* _INSTRUCTIONS FOR THE TASK_
Return each of the records below word for word, keeping every line in its original order.

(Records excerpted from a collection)
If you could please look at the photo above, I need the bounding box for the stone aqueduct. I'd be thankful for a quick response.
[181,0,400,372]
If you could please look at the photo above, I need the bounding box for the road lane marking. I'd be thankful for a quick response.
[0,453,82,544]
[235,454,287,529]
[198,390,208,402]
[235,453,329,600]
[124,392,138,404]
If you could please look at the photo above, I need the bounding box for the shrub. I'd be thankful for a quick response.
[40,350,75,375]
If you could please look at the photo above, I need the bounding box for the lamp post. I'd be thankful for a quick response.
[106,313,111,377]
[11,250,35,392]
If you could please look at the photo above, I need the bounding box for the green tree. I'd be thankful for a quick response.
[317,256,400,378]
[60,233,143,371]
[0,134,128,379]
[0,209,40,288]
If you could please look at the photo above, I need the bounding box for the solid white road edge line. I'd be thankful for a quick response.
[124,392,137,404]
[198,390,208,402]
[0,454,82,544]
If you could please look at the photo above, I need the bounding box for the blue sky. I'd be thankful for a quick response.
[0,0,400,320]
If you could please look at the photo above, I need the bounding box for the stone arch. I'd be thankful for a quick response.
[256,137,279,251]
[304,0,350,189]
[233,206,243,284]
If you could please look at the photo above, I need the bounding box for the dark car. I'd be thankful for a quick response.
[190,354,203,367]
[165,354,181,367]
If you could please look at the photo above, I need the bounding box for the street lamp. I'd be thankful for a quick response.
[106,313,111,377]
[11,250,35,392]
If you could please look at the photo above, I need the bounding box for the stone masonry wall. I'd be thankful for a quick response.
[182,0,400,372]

* _CORRECT RESULT_
If you could please look at the photo above, I need the bounding box for the stone aqueduct. I'd be thankful for a quick response.
[181,0,400,372]
If you could please look at the photo above, I need the bounding box for the road lane marking. I'd be thankful for a quick response.
[0,453,82,544]
[235,454,287,529]
[198,390,208,402]
[235,453,329,600]
[124,392,138,404]
If you could please look at the photo above, I need the bounding box for the shrub. I'd be thankful for a quick response.
[40,350,75,375]
If you could please look at the photo above, I need the bounding box for the lamp post. I'd be thankful for a quick response.
[106,313,111,377]
[11,250,35,392]
If you could please look at the photo above, I need the bounding box for the green tree. I'd be thankful for a quick response.
[317,256,400,378]
[60,233,143,371]
[0,134,128,379]
[0,209,40,288]
If you could please look at the photo above, I need the bounding box for the solid white road edge line. I'd be thankful for a quick response.
[124,392,137,404]
[198,390,208,402]
[0,454,82,544]
If you could please look at the photo above, I need the bounding box for the blue sky. I'd be thankful for a quick response.
[0,0,400,320]
If you could please look at the photo above, I need the bounding box for the stone arch. I'd be thankful for a quick response.
[256,137,279,251]
[304,0,350,189]
[233,206,243,284]
If you could please look at the photo above, I need the bounding box for the dark car. I'd be thankful for a quick response.
[190,354,203,367]
[165,354,181,367]
If you could please look at the photo above, I need the bounding box for the street lamp. I'd be thankful for a quick response.
[106,313,111,377]
[11,250,35,392]
If you could please look at the photo above, I need the bounding box for the stone masonry wall. I'd be thankful for a quick response.
[182,0,400,372]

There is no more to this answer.